Source »

In [1]:
import pandas as pd
import numpy as np
import requests
import io
import os
from urllib.parse import quote 
import urllib

import sys
sys.path.insert(0,'./support')

from ipynb.fs.defs.Coordinates import Coordinates
from ipynb.fs.defs.Sites import wave_columns, Site
from ipynb.fs.defs.Periods import Period
from ipynb.fs.defs.time_index import convert_index, stitch, remove_duplicate_inputs, clean_data

In [2]:
import certifi
import urllib3
http = urllib3.PoolManager(
    cert_reqs='CERT_REQUIRED',
    ca_certs=certifi.where())

In [3]:
'''
Erddap Data Server
For data access form, see 'https://erddap.marine.ie/erddap/tabledap/IWaveBNetwork_spectral.html'
'''
db_name = 'EP_ERD_INT_%s_AL_TS_NRT.csv'

#important variable order. Period will be Tp if available. If not, Te will be the type. Lastly Tz...

Short task a » Return all of the records line for line, without changing anything.
The notebook code and the records come from unrelated sources.

Exercise materials »

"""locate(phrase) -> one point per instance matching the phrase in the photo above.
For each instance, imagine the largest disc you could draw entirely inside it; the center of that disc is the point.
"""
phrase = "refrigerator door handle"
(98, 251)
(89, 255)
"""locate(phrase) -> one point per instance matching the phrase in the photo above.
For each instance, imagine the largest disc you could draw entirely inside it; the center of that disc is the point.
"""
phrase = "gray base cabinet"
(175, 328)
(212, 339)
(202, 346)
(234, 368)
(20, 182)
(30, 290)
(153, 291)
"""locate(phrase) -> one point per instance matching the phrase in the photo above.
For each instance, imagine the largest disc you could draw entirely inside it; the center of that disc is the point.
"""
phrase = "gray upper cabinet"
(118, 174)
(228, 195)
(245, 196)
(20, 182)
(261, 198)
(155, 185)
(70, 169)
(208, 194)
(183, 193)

Short task b » Retype the notebook code starting at "from ipynb.fs.defs.Coordinates import" and ending at "ca_certs=certifi.where())", keeping every character the same.

Final answer a »
"""locate(phrase) -> one point per instance matching the phrase in the photo above.
For each instance, imagine the largest disc you could draw entirely inside it; the center of that disc is the point.
"""
phrase = "refrigerator door handle"
(98, 251)
(89, 255)
"""locate(phrase) -> one point per instance matching the phrase in the photo above.
For each instance, imagine the largest disc you could draw entirely inside it; the center of that disc is the point.
"""
phrase = "gray base cabinet"
(175, 328)
(212, 339)
(202, 346)
(234, 368)
(20, 182)
(30, 290)
(153, 291)
"""locate(phrase) -> one point per instance matching the phrase in the photo above.
For each instance, imagine the largest disc you could draw entirely inside it; the center of that disc is the point.
"""
phrase = "gray upper cabinet"
(118, 174)
(228, 195)
(245, 196)
(20, 182)
(261, 198)
(155, 185)
(70, 169)
(208, 194)
(183, 193)

Final answer b »
from ipynb.fs.defs.Coordinates import Coordinates
from ipynb.fs.defs.Sites import wave_columns, Site
from ipynb.fs.defs.Periods import Period
from ipynb.fs.defs.time_index import convert_index, stitch, remove_duplicate_inputs, clean_data

In [2]:
import certifi
import urllib3
http = urllib3.PoolManager(
    cert_reqs='CERT_REQUIRED',
    ca_certs=certifi.where())